Bayangkan menonton film klasik The Wizard of Oz dengan pengalaman visual yang belum pernah ada sebelumnya. Google, bersama mitranya, telah menggunakan kecerdasan buatan (AI) untuk menghidupkan kembali film legendaris ini dalam format 360 derajat dengan resolusi tertinggi di dunia. Proyek ambisius ini akan tayang perdana di The Sphere, venue hiburan ikonik di Las Vegas, pada Agustus mendatang.
Film tahun 1939 ini tidak hanya di-remaster, tetapi benar-benar diciptakan ulang menggunakan teknologi AI mutakhir. Kolaborasi antara Google, Sphere Entertainment, Magnopus, dan Warner Bros. Discovery ini disebut sebagai “upaya kreativitas dan teknologi yang epik.” Bahkan, Google Cloud CEO Thomas Kurian menyatakan bahwa satu-satunya cara lain untuk mencapai hasil serupa adalah dengan kembali ke masa lalu dan merekam ulang film menggunakan kamera khusus The Sphere.

####################

#### TUGAS ANDA
- 1) Tuliskan kembali bagian teks tentang The Wizard of Oz di atas, antara "Film tahun 1939" dan "khusus The Sphere.", termasuk kedua bagian tersebut.
- 2) Sebutkan semua pihak yang menurut teks tentang The Wizard of Oz di atas berkolaborasi dalam proyek tersebut.
- 3) Lanjutkan teks tentang penciptaan ulang film The Wizard of Oz di atas, mulai setelah kalimat terakhirnya.
Data berikut diambil dari sumber yang berbeda.

####################

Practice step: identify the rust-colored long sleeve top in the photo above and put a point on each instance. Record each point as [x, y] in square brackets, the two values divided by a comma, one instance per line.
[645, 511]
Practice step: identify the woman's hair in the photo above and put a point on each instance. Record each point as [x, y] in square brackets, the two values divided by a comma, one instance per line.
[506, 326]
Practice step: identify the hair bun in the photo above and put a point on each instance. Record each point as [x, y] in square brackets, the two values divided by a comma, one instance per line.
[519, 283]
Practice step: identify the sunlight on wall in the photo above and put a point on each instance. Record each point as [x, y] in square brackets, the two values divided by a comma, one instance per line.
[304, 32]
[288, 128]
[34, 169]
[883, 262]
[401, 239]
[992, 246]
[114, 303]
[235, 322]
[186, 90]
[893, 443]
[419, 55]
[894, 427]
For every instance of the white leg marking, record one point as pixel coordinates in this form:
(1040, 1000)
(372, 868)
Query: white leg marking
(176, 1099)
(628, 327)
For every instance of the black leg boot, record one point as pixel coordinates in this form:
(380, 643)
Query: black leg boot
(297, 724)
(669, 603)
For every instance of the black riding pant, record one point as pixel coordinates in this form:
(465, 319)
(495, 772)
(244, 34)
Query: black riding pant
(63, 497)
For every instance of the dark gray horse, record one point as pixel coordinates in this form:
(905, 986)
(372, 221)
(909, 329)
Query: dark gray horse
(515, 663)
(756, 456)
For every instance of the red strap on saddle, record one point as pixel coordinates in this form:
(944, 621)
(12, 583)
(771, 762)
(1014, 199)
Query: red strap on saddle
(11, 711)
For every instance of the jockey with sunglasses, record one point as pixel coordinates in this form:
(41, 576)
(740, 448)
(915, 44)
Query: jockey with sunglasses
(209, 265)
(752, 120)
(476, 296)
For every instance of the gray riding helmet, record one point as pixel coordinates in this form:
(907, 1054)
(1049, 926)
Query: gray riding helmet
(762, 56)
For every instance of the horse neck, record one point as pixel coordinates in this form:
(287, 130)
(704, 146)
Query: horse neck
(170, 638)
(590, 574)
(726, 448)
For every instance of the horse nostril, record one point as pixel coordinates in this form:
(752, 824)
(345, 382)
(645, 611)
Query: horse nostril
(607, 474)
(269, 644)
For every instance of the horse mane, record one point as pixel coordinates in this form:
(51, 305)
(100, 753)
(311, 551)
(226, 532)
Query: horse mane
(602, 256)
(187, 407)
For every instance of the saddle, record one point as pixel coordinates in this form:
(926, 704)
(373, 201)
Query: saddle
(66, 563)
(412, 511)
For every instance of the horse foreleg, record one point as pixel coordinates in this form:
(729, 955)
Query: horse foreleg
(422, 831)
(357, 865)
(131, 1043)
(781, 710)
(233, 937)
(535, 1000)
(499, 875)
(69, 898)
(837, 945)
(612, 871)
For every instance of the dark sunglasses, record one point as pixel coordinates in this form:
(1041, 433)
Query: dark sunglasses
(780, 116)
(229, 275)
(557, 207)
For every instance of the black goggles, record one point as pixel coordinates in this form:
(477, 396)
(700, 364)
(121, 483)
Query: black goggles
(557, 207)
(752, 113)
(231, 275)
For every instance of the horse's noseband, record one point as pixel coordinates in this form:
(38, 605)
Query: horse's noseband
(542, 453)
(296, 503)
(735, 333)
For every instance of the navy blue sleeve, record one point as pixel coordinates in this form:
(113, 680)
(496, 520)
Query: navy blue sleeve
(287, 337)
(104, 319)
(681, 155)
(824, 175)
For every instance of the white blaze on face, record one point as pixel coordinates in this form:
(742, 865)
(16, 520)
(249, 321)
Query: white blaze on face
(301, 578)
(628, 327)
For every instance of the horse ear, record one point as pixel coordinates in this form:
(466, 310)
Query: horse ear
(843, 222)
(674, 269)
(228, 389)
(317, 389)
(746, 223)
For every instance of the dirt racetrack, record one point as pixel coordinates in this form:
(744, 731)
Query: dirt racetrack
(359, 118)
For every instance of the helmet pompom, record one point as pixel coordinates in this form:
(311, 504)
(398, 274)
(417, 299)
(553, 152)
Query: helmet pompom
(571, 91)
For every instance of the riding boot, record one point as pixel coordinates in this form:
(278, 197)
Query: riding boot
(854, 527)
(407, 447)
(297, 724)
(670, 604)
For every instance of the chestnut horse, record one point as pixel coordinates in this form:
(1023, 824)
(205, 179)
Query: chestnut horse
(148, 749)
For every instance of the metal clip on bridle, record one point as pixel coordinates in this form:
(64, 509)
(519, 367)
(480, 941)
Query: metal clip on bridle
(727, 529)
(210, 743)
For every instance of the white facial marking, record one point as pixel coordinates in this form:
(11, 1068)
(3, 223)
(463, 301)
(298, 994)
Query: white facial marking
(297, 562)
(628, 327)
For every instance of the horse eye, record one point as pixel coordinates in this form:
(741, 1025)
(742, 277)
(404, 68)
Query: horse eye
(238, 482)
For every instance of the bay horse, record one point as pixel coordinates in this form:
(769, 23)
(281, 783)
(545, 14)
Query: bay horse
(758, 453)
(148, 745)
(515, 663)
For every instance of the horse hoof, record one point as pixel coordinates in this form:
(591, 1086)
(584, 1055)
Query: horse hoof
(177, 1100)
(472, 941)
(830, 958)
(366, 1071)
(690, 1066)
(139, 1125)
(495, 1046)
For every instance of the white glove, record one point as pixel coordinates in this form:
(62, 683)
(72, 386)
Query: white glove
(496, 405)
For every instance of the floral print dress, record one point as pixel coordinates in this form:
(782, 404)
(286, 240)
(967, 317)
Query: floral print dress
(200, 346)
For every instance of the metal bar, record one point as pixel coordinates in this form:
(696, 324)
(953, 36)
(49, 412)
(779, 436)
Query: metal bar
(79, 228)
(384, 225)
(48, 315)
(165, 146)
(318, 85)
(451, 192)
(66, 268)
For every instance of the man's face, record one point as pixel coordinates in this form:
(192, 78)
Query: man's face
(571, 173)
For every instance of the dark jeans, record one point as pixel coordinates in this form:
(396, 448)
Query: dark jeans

####################

#### DAFTAR JAWABAN
- 1)
Film tahun 1939 ini tidak hanya di-remaster, tetapi benar-benar diciptakan ulang menggunakan teknologi AI mutakhir. Kolaborasi antara Google, Sphere Entertainment, Magnopus, dan Warner Bros. Discovery ini disebut sebagai “upaya kreativitas dan teknologi yang epik.” Bahkan, Google Cloud CEO Thomas Kurian menyatakan bahwa satu-satunya cara lain untuk mencapai hasil serupa adalah dengan kembali ke masa lalu dan merekam ulang film menggunakan kamera khusus The Sphere.

- 2) Google, Sphere Entertainment, Magnopus, dan Warner Bros. Discovery.

- 3)
Teknologi AI di Balik Pembaruan The Wizard of Oz
Google memanfaatkan model generatif AI dari keluarga Gemini, terutama Veo 2 dan Imagen 3, untuk proyek ini. Tantangan utamanya adalah memperbesar film asli yang direkam dalam format 35mm agar sesuai dengan layar raksasa The Sphere seluas 160.000 kaki persegi, yang terdiri dari 16.000 LED. Selain itu, AI juga harus mengisi bagian-bagian adegan yang sebelumnya terpotong karena batasan kamera tradisional.
Misalnya, dalam adegan di Kansas yang menampilkan Dorothy, Bibi Em, dan Miss Gulch, karakter Paman Henry—yang sebenarnya ada di ruangan itu tetapi tidak terlihat di frame aslinya—kini akan muncul berkat teknologi AI. Google menggunakan tiga pendekatan utama:
- Super-resolution AI: Menghasilkan piksel baru untuk menyesuaikan dengan resolusi layar yang jauh lebih tinggi.
- AI outpainting: Memperluas adegan di luar batas film seluloid asli.
- Performance generation: Mengintegrasikan komposit aktor ke dalam lingkungan yang diperluas.
Proses Pelatihan AI yang Mendalam
Untuk memastikan hasil yang autentik, Google tidak hanya melatih model AI dengan footage asli film. Mereka juga memberikan data tambahan seperti skrip syuting, ilustrasi produksi, foto-foto, rencana set, dan partitur musik. Hal ini membantu AI memahami detail karakter, lingkungan, dan elemen produksi seperti panjang fokus kamera.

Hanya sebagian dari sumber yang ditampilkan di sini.